BEGIN

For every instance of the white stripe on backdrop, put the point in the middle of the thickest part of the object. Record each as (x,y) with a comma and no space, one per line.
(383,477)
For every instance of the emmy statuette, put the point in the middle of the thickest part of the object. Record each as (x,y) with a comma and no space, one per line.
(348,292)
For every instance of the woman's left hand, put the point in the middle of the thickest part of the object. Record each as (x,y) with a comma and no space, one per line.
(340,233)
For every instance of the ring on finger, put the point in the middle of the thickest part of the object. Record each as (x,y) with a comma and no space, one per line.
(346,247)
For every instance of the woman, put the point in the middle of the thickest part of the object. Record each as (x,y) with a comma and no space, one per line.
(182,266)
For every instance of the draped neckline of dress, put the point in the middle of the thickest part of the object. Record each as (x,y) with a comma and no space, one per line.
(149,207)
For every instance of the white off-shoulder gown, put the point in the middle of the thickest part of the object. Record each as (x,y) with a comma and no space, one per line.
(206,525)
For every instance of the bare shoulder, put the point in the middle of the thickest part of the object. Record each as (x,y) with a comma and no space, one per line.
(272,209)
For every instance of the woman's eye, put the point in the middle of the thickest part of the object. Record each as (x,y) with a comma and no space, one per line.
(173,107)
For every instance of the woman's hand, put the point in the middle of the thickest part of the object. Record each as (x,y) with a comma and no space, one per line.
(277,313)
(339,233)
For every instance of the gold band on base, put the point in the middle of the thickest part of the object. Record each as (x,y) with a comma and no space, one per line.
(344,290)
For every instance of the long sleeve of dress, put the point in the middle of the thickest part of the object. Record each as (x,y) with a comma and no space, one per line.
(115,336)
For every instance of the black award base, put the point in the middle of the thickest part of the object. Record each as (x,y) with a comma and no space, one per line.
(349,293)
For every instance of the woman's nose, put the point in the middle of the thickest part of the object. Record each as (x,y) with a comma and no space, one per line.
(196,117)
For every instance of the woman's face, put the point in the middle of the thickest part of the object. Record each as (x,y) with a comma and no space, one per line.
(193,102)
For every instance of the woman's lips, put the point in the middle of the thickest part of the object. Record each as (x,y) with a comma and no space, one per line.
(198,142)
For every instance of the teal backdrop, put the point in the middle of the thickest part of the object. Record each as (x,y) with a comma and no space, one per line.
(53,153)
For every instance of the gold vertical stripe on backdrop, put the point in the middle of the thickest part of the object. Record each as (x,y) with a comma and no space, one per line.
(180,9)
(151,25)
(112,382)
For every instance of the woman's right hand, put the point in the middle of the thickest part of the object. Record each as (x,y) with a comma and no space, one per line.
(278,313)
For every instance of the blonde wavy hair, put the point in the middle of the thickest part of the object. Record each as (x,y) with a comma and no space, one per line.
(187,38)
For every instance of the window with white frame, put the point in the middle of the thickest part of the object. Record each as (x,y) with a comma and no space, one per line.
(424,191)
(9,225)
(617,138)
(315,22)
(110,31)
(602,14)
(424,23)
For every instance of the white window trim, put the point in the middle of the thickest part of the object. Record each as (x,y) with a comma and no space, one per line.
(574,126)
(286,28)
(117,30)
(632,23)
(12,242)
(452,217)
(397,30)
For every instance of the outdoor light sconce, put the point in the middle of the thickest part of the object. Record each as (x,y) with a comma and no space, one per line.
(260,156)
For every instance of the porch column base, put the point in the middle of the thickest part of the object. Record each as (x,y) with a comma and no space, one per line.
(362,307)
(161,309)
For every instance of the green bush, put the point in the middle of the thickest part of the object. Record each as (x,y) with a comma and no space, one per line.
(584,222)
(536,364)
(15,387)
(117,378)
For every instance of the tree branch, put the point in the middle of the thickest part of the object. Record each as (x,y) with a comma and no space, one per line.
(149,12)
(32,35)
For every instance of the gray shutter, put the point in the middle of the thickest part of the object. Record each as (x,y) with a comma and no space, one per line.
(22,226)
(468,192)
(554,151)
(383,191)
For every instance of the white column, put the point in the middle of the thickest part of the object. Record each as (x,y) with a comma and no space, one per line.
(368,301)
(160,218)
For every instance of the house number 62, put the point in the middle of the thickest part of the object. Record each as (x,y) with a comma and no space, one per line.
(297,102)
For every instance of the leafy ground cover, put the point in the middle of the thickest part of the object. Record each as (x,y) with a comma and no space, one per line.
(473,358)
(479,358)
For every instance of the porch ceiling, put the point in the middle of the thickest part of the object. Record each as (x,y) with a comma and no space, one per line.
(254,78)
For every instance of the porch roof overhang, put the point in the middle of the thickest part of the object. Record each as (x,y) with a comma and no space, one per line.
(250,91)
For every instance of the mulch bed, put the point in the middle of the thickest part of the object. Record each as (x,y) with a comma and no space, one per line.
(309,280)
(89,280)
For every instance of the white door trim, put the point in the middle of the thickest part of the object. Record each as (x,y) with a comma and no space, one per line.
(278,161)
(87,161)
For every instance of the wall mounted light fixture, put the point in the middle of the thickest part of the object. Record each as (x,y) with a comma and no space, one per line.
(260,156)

END

Retype the records in full. Keep every line identical to the original.

▸ Result for this exercise:
For every instance of the white stripe on backdrop, put the point in the middle of the thickest part of the object. Record each as (x,y) with a comma and no space, one per line.
(383,477)
For every instance of the emmy statuette, put the point in the middle of the thickest part of the object. Record each as (x,y) with a comma and no space, one per line.
(348,292)
For every instance of the woman's left hand, put the point in the middle of the thickest part of the object. Record each as (x,y) with a comma and no space, one per line.
(340,233)
For every instance of the ring on finger, put the point in the middle of the thickest part of the object. Record each as (x,y) with a comma and no space, one per line.
(346,247)
For every instance of the woman, put the point in the middle of the thickest part of the object. Record each as (x,y) with a comma and no space, one per line.
(182,266)
For every instance of the draped neckline of dress, put the point in the middle of the thickest part of the object. Record each as (x,y) with a comma and no space, one per line.
(149,207)
For every instance of the white off-shoulder gown, put the point in the middle of the thickest part of the object. Record each as (x,y) with a comma and no space, one per line.
(206,525)
For every instance of the bare shoulder, put the point in the middle of the thickest part of the object. Record each as (x,y) with a comma and no space, one per line.
(272,209)
For every instance of the woman's eye, put the point in the middle of the thickest part of the object. Record each as (x,y) with a comma and no space, one per line.
(173,107)
For every instance of the woman's hand, put the point in the middle of the thickest part of the object. Record each as (x,y) with a comma and no space, one per line.
(277,313)
(339,233)
For every instance of the gold band on base, put the point in the middle of the thickest part of the object. Record each as (x,y) with a comma and no space, one per line.
(344,290)
For every instance of the long sleeve of dress, put the point in the middle of the thickest part of the object. Record each as (x,y) with a comma and no space, one per line.
(115,336)
For every instance of the black award base, put the point in the middle of the thickest part of the object. Record each as (x,y) with a comma and no space, one per line.
(349,293)
For every instance of the woman's nose, put the point in the middle of the thickest part of the object. Record each as (x,y) with a comma and no space, one per line.
(196,117)
For every instance of the woman's face, put the point in the middle of the thickest part of the object. Record each as (x,y) with a comma and no space, one per line.
(193,102)
For every instance of the woman's lips, put the point in the middle of the thickest part of the object. Record each as (x,y) with a comma and no space, one per line.
(198,142)
For every instance of the teal backdrop, put the point in the middle of the thickest part of the object. Record each as (x,y) with a comma and no space, one per line.
(53,153)
For every instance of the gold vertical stripe on backdrop, put the point in the middle of the thickest part of the object. Record each as (x,y) with a comma and no space, one per line.
(180,9)
(151,25)
(112,382)
For every instance of the woman's right hand, put the point in the middle of the thickest part of the object. Record each as (x,y) with a comma and no space, one per line.
(278,313)
For every instance of the blonde wavy hair, put the point in the middle of the thickest part of the object. Record each as (x,y) with a comma and no space, one per line.
(187,38)
For every instance of the window with white frame, put the point in the middle of the thickest part of the object. Record each as (x,y) with a comma and no space, one per line.
(424,191)
(9,225)
(617,138)
(315,22)
(110,31)
(602,14)
(424,23)
For every instance of the white window trim, put the point in the middle of the thickest part of the object. Record each as (x,y) with a comma and no space, one per line.
(574,126)
(286,28)
(117,30)
(632,23)
(12,242)
(452,217)
(397,30)
For every instance of the outdoor light sconce, put the point in the middle of the thickest part of the object. Record each as (x,y) with a comma and no space, one per line.
(260,156)
For every instance of the porch column base, put the point in the middle of the thickest part of the object. Record each as (x,y) with a comma and no space, one per line.
(362,307)
(161,309)
For every instance of the green bush, put the point in the middle of the thickest part of the object. Record each as (x,y) with a comma and no space, one per line.
(584,222)
(536,364)
(15,387)
(117,378)
For every instance of the tree branch, put the point in the middle of the thickest part of the object. Record each as (x,y) with a comma and no space, one per line.
(149,12)
(32,35)
For every instance of the gray shutter, put the point in the middle of the thickest part of the object. Record each as (x,y) with a comma and no space, one per line.
(22,226)
(468,192)
(554,151)
(383,191)
For every instance of the white column, put the point in the middle of the thickest part of the object. Record each as (x,y) with a comma and no space, one per line.
(368,301)
(160,218)
For every instance of the house number 62, put the point in the middle of the thickest part of the object. Record each as (x,y) with a comma and no space, one per line.
(297,102)
For every instance of the leafy ground cover, put the point in the middle of the thickest part of the object. Record each as (x,y) with a comma and no space, one per line.
(473,358)
(479,358)
For every instance of the porch ceiling, put the point in the middle of the thickest part of the object. Record each as (x,y) with a comma and no space, one per line.
(254,78)
For every instance of the porch roof overhang, put the point in the middle of the thickest part of the object. Record each as (x,y) with a comma and no space, one per line.
(250,91)
For every instance of the mulch bed, put the point in the middle of the thickest part of the object. Record each as (x,y) with a comma and no space, one per line.
(309,280)
(89,280)
For every instance of the white door trim, put the point in the middle of the thickest part of the object. Record each as (x,y) with a comma and no space, one per line.
(278,161)
(87,161)
For every instance of the wall mounted light fixture, put the point in the middle of the thickest part of the object. Record each as (x,y) with a comma and no space, one per line.
(260,156)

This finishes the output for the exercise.